SET PROBLEM:
Please count the lines of the records that contain the word "outline", and give only that number.

Items listed in a dataset:
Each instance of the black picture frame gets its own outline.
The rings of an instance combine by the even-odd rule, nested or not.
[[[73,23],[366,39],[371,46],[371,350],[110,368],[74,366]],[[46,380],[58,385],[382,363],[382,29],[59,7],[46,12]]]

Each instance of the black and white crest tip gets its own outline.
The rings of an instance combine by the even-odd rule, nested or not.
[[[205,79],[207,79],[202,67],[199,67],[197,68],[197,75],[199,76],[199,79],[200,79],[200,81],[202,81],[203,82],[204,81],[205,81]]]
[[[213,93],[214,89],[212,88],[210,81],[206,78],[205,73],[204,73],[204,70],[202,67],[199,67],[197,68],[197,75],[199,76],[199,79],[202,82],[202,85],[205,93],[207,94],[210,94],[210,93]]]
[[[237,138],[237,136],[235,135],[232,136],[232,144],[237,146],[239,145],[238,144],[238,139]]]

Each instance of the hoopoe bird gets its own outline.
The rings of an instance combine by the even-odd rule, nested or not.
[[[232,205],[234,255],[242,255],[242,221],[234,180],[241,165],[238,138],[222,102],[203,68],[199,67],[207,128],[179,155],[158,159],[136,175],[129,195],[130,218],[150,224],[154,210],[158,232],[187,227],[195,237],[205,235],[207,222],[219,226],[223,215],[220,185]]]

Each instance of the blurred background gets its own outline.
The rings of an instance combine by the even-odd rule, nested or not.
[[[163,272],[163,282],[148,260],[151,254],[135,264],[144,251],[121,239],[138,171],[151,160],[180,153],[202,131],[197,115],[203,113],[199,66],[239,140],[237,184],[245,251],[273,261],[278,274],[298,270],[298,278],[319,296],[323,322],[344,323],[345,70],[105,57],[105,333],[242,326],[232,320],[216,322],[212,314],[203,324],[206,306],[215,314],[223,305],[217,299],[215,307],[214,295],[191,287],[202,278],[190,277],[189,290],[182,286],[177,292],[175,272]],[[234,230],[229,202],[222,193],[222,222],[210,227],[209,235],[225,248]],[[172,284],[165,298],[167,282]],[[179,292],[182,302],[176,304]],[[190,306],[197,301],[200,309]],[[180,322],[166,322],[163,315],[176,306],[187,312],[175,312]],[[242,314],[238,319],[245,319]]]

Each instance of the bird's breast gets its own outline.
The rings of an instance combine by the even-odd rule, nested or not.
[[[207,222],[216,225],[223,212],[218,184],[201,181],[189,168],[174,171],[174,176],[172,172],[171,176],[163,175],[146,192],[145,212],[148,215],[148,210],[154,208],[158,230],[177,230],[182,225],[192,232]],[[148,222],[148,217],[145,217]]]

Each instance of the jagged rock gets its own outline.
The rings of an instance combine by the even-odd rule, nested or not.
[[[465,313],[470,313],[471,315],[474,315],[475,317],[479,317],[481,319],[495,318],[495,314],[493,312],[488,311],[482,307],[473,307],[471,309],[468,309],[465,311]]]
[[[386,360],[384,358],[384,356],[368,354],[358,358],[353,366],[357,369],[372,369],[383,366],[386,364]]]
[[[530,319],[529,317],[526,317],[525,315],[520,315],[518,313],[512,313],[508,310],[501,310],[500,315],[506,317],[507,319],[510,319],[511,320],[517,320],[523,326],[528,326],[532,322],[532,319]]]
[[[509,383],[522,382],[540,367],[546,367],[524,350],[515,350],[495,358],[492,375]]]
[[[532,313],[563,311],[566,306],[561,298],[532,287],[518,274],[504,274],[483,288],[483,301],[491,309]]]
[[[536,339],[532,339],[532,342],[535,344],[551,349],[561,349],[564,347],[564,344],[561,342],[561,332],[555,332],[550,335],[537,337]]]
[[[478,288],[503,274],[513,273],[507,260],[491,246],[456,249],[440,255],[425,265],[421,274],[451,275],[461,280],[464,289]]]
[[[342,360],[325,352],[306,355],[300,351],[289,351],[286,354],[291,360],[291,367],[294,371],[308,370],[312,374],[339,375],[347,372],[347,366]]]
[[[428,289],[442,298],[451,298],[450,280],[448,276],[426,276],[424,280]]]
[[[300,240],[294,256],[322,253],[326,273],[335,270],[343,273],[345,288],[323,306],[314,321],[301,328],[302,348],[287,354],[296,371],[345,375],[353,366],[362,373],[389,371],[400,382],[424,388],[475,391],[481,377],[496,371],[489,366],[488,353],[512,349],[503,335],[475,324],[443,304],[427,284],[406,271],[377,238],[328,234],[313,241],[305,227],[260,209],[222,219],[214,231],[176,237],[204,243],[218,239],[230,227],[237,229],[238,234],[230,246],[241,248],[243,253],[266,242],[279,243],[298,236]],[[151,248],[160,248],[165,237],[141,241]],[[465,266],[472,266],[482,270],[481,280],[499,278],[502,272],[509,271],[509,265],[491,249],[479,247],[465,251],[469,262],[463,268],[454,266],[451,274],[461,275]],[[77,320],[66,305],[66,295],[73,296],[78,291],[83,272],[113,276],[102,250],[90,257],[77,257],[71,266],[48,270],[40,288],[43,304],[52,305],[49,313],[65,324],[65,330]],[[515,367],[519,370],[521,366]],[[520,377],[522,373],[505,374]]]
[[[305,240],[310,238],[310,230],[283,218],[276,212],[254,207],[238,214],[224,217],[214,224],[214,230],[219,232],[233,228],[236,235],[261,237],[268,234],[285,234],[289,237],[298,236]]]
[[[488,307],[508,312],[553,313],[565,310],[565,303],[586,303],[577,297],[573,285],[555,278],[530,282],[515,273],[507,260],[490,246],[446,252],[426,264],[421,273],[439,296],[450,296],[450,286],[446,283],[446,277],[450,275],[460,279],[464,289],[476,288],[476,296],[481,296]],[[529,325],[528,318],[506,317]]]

REPLY TO THE EXERCISE:
6